Count the lines in the material below that contain the word "hand", and reply with only that number.
###
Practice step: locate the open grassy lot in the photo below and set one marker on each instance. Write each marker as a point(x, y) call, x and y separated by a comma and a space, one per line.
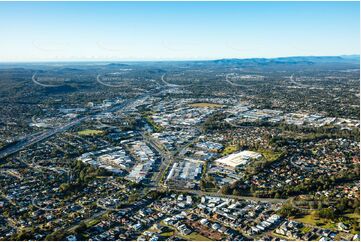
point(205, 105)
point(195, 237)
point(270, 155)
point(313, 219)
point(229, 150)
point(90, 132)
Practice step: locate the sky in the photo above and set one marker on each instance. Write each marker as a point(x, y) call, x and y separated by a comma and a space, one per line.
point(70, 31)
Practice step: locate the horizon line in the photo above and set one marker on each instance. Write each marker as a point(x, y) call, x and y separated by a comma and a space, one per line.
point(162, 60)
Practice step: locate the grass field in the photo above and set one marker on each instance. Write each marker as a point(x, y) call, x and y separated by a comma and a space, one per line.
point(195, 237)
point(90, 132)
point(229, 150)
point(312, 219)
point(205, 105)
point(269, 155)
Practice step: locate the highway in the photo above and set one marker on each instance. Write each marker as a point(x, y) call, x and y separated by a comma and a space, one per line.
point(34, 138)
point(215, 194)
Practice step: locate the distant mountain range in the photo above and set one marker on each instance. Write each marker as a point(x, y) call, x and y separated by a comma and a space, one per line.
point(351, 59)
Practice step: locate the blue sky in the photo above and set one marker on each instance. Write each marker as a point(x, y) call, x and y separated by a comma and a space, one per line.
point(42, 31)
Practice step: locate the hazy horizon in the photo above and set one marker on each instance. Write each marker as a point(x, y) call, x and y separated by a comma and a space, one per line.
point(167, 31)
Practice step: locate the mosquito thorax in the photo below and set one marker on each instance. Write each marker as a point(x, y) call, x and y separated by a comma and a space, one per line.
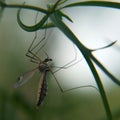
point(47, 60)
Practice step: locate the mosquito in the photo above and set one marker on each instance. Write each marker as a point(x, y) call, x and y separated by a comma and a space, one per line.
point(43, 67)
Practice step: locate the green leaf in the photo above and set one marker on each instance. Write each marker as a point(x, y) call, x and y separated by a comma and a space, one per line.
point(2, 4)
point(95, 3)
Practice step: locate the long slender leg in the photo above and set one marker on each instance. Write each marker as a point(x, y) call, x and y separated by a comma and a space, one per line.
point(33, 55)
point(67, 90)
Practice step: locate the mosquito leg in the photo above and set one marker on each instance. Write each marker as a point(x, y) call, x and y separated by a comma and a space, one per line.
point(67, 90)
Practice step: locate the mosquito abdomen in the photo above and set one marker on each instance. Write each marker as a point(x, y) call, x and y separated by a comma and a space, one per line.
point(42, 89)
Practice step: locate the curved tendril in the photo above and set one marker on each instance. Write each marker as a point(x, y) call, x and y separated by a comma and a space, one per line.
point(34, 27)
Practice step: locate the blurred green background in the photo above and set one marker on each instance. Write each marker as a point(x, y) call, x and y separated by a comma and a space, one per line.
point(19, 104)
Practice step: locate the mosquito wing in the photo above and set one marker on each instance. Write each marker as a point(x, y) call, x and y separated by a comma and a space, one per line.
point(24, 78)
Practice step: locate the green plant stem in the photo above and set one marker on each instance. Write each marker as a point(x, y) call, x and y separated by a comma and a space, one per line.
point(86, 53)
point(25, 7)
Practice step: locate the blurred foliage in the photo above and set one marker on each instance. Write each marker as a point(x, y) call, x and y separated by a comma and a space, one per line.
point(20, 104)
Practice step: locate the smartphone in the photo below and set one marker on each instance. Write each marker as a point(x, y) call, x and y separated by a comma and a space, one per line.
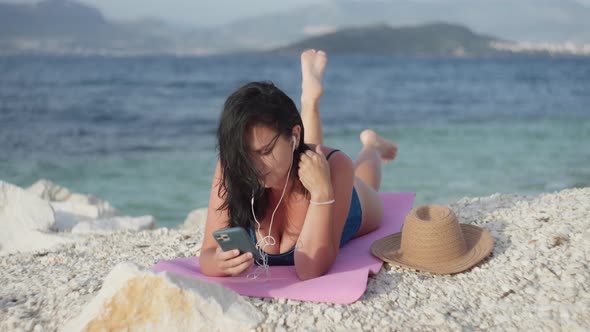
point(236, 238)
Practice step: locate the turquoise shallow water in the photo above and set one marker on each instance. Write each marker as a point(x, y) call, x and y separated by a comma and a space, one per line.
point(140, 132)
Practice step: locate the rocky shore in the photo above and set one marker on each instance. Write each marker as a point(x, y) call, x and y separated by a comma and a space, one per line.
point(536, 279)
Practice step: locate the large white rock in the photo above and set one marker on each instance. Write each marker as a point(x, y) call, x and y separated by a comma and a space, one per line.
point(70, 208)
point(196, 219)
point(25, 221)
point(137, 299)
point(110, 225)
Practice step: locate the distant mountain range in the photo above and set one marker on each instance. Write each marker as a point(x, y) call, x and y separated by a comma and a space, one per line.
point(395, 27)
point(438, 39)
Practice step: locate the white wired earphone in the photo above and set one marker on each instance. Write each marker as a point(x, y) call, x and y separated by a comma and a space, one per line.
point(269, 240)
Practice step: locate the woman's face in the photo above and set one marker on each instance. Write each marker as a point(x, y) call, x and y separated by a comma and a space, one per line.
point(272, 154)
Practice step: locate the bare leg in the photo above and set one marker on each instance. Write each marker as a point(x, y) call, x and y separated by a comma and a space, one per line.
point(313, 64)
point(368, 162)
point(368, 178)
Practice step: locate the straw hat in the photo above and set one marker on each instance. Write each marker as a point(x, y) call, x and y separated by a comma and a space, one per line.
point(432, 240)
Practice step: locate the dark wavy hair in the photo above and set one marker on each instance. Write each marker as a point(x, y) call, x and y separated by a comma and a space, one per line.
point(256, 103)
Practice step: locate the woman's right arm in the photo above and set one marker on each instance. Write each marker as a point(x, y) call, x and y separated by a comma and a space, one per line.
point(215, 262)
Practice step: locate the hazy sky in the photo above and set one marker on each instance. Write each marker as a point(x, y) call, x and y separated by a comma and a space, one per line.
point(192, 12)
point(200, 12)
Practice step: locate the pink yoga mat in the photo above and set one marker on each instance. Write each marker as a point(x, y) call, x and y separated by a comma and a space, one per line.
point(344, 283)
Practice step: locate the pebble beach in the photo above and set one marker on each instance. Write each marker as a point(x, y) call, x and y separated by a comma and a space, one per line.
point(536, 278)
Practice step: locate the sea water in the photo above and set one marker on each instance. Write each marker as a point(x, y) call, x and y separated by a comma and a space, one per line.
point(140, 131)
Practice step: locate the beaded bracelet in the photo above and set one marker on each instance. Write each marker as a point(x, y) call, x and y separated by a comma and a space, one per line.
point(322, 203)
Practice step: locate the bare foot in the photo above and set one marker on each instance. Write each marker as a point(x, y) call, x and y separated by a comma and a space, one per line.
point(387, 149)
point(313, 64)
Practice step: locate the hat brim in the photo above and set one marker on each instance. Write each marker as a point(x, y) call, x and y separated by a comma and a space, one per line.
point(479, 241)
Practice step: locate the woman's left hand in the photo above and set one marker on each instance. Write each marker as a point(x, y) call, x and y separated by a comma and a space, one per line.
point(314, 174)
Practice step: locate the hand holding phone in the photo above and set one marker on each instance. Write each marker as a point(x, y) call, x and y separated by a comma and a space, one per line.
point(236, 251)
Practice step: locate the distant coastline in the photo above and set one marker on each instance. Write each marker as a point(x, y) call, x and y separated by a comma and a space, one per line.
point(71, 28)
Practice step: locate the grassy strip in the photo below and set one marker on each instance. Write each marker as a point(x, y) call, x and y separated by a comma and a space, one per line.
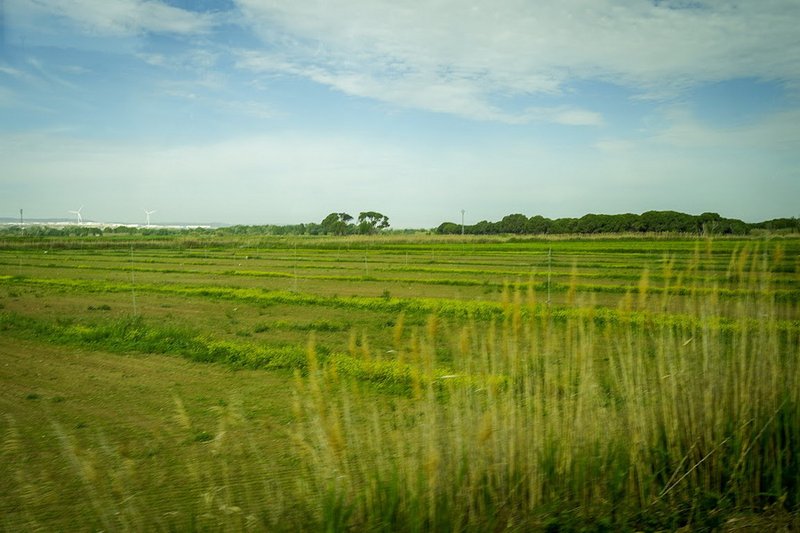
point(129, 335)
point(478, 310)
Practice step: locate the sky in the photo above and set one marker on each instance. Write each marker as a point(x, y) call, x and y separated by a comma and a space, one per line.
point(282, 111)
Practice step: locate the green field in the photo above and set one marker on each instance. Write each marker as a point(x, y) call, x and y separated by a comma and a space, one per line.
point(399, 383)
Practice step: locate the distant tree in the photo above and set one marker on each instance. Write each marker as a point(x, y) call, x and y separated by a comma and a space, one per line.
point(370, 222)
point(538, 225)
point(448, 228)
point(515, 223)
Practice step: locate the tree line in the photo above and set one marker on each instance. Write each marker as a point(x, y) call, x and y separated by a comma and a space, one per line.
point(648, 222)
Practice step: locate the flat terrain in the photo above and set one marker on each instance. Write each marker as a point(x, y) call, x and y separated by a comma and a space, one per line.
point(150, 383)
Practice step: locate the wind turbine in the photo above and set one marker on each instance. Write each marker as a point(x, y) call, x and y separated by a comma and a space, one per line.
point(148, 213)
point(78, 212)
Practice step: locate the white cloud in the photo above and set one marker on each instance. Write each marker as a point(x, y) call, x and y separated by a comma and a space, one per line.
point(454, 57)
point(772, 133)
point(116, 17)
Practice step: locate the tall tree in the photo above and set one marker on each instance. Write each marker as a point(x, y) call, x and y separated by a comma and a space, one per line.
point(370, 222)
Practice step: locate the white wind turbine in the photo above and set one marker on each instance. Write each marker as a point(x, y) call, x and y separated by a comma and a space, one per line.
point(148, 213)
point(78, 212)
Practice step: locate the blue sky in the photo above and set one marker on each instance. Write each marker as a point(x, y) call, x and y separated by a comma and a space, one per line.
point(282, 111)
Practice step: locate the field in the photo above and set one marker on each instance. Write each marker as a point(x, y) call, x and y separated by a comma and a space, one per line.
point(399, 383)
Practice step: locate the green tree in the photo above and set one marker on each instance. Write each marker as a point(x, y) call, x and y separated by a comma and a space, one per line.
point(370, 222)
point(337, 224)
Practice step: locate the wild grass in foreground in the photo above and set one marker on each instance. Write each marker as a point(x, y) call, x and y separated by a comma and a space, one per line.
point(612, 426)
point(538, 418)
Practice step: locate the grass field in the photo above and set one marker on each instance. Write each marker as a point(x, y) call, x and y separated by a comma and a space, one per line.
point(399, 383)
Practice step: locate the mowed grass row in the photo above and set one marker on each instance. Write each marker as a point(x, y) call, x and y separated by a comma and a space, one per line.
point(405, 274)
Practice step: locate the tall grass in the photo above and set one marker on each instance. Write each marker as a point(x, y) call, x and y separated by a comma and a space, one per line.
point(603, 424)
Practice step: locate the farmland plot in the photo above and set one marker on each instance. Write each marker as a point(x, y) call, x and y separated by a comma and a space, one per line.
point(421, 384)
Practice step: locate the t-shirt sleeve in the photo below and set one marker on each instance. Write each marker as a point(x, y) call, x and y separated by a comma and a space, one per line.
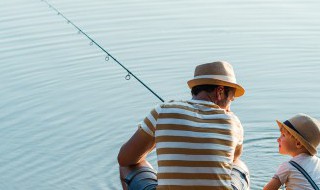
###
* Answer for the task:
2